◆ **Text segment**
● ● ● ●
This is really an incredibly informative thread! Thanks a lot to all of you who contributed to it!!

Currently I am thinking of using BruteFIR as an active crossover for a 3-way dipol speaker. Calculation the parameters for low- and high-pass filters seems to be quite straightforward using fir1 in octave-forge. But how to generate the parameters for a shelving low-pass filter needed for the bass drivers?

Thanx for any hints!!
Markus
 
I have a question which may be stupid

If using Brutefir on a Pc to do a digital crossover for a two spaeaker can it output through the soundcard a spdif signal which comprises four channels (left tweeter, left woofer, r tweeter, r woofer)? i.e not use the analogue outs of the soundcard.

John
 
Thanks for the reply MWP - so Brutefir only outputs on the analogue outs of soundcard

I was thinking along the lines of a program to do digital Xover (for a two way speaker) in PC - output digital signal for the 4 channels (along the lines of 5.1 channels from DVD audio) into a receiver like panasonic SA-XR* and connect left tweeter to say left surrond speaker output, right tweeter to right surrond, L woofer to Left front, R woofer to R front.

Is this feasible in any scenario?

John
 
Setup a Linux system. Use ALSA as your sound driver (should come as default anyway now). Make sure you have the drivers for your soundcard ! Check your output, watch a DVD in 5.1 from your computer...

If you have an analogue multchannel card (5.1, whatever) you can use this.

If you have a soundcard with a digital out, obviously SPDIF is only Stereo but if you have ADAT you can surely plug this into a multichannel receiver, it does upto 8x 16/48 on one optical fiber.

A mere old SB Live does not sound that good but it'll give you an idea of what a digital crossover can do before you buy some decent multchannel card (RME, Lynx, Delta...)

http://alsa-project.org/

http://www.ludd.luth.se/~torger/brutefir.html

Once the thing works you can use Jack to connect your favourite player (for instance XMMS) to BruteFIR, so that its output is seamlessly redirected into the active crossover. No need to use the command line to play music !

http://jackit.sourceforge.net/

http://www.xmms.org/

Have fun !
 
B.I.G said:
is there any way i could use a digital crossover in windows ? ?

i got the foobar2000+crossover plugin and i like it but it only works on foobar2000 on other aplications i don`t have any crossover:cannotbe:

You could any sound card supported by the kx project. - ie SB Live!, Audigy or Audigy 2 (not Audigy 2 ZS), and using the kx DSP app. you can do pretty much anything you want. - You'll probably want the "Plugins in Uniform" plugin as well. (there's a thread in 'speaker forum about this)

The best part of this is that there's absolutely no CPU overhead, as all the work is done on the soundcard's DSP chip. - I'm about to try this with a dedicated PC and Audigy 2 card. I just need to plug it all in and play to my hearts content..

Steve
 
jkeny said:
Thanks for the reply MWP - so Brutefir only outputs on the analogue outs of soundcard

I was thinking along the lines of a program to do digital Xover (for a two way speaker) in PC - output digital signal for the 4 channels (along the lines of 5.1 channels from DVD audio) into a receiver like panasonic SA-XR* and connect left tweeter to say left surrond speaker output, right tweeter to right surrond, L woofer to Left front, R woofer to R front.

Is this feasible in any scenario?

Yeh, its what i do.
● ● ● ●
◆ **Given instruction 1**
Quote the forum thread on digital crossovers from "i got the foobar2000+crossover" up to and including "forum about this)".
◆ **Given instruction 2**
According to the forum thread on digital crossovers, how much can ADAT carry on one optical fiber?

◆ **Given material**
● ● ● ●
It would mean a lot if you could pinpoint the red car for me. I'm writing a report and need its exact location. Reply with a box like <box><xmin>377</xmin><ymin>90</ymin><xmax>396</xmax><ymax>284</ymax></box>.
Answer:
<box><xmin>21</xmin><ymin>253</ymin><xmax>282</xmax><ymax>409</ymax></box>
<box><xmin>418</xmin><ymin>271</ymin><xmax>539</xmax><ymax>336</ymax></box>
● ● ● ●
◆ **Full output 1**
i got the foobar2000+crossover plugin and i like it but it only works on foobar2000 on other aplications i don`t have any crossover:cannotbe:

You could any sound card supported by the kx project. - ie SB Live!, Audigy or Audigy 2 (not Audigy 2 ZS), and using the kx DSP app. you can do pretty much anything you want. - You'll probably want the "Plugins in Uniform" plugin as well. (there's a thread in 'speaker forum about this)

◆ **Full output 2**
Up to 8 channels at 16/48.